§ WORK REQUIRED
What you return must match the records below exactly, down to each character.

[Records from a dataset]
=== Section Start ===

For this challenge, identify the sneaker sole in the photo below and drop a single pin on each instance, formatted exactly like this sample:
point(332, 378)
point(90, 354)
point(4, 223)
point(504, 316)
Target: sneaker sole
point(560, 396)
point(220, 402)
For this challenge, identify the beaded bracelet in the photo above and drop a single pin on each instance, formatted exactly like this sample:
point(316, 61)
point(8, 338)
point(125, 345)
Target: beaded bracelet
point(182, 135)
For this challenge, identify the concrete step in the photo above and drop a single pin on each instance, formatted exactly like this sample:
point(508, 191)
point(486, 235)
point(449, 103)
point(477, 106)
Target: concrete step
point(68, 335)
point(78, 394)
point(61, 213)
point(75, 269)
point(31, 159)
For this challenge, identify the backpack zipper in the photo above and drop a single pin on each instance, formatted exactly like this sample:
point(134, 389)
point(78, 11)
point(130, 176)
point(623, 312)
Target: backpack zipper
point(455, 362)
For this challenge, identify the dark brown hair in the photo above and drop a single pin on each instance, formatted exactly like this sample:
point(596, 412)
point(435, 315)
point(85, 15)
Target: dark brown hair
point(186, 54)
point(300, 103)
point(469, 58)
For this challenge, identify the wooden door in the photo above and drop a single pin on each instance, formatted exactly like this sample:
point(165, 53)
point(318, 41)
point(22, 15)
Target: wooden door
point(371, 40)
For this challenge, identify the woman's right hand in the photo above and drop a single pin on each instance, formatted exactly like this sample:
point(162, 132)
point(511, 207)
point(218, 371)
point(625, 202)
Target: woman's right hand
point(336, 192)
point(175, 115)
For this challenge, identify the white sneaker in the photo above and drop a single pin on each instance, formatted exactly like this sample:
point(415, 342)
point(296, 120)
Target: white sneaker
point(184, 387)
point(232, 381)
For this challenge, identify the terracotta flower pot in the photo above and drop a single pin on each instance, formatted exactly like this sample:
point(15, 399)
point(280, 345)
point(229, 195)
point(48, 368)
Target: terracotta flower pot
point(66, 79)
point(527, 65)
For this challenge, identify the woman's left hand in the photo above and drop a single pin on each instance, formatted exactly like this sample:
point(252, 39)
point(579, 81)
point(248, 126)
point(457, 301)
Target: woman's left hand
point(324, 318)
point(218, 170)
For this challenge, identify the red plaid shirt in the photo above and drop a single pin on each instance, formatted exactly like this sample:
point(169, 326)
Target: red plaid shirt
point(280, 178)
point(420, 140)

=== Section End ===

§ EXERCISE RESPONSE
For this challenge, identify the sneaker sole in the photo below and drop a single pin on each instance, formatted exactly like this sample:
point(332, 378)
point(90, 354)
point(4, 223)
point(504, 316)
Target: sneaker sole
point(560, 396)
point(220, 402)
For this challenge, identify the beaded bracelet in the photo above and drop a single pin on each instance, formatted exactly like this sample:
point(316, 61)
point(8, 338)
point(125, 345)
Target: beaded bracelet
point(182, 135)
For this challenge, identify the concrete step in the photo above and drop a single pin on each instance, formatted exactly like this sample:
point(508, 191)
point(486, 235)
point(449, 103)
point(477, 106)
Target: concrete step
point(68, 335)
point(78, 394)
point(61, 213)
point(75, 269)
point(31, 159)
For this challenge, identify the backpack zipper in the photo above and drop a single pin on each instance, formatted exactly like this sample:
point(134, 389)
point(78, 11)
point(130, 176)
point(623, 312)
Target: backpack zipper
point(455, 362)
For this challenge, identify the dark brown hair in the photo above and drop a single pin on each instance, formatted exactly like this sample:
point(596, 412)
point(435, 315)
point(85, 15)
Target: dark brown hair
point(186, 54)
point(300, 103)
point(469, 58)
For this challenge, identify the wooden door in the photo above and drop a single pin on each instance, formatted exactly like this sample:
point(165, 53)
point(318, 41)
point(22, 15)
Target: wooden door
point(371, 40)
For this challenge, identify the woman's right hand in the photo above and drop a single pin on each instance, formatted exactly like this sample:
point(162, 132)
point(511, 207)
point(218, 371)
point(625, 202)
Target: woman's right hand
point(336, 192)
point(175, 115)
For this challenge, identify the white sneaker in the photo above and drop a single pin on each instance, formatted exactly like this sample:
point(415, 342)
point(296, 120)
Target: white sneaker
point(184, 387)
point(232, 381)
For this challenge, identify the terracotta flower pot in the photo above and drop a single pin on each instance, formatted exactly like this sample:
point(15, 399)
point(280, 345)
point(229, 195)
point(48, 368)
Target: terracotta flower pot
point(66, 79)
point(527, 65)
For this challenge, identify the woman's left hand in the photo above and drop a single pin on each instance, formatted exactly like this sample:
point(252, 39)
point(579, 81)
point(248, 126)
point(457, 301)
Target: woman's left hand
point(324, 318)
point(218, 170)
For this challenge, identify the red plaid shirt in the photo above and drop a single pin on each instance, formatted exactly like this sample:
point(169, 326)
Target: red plaid shirt
point(280, 178)
point(420, 140)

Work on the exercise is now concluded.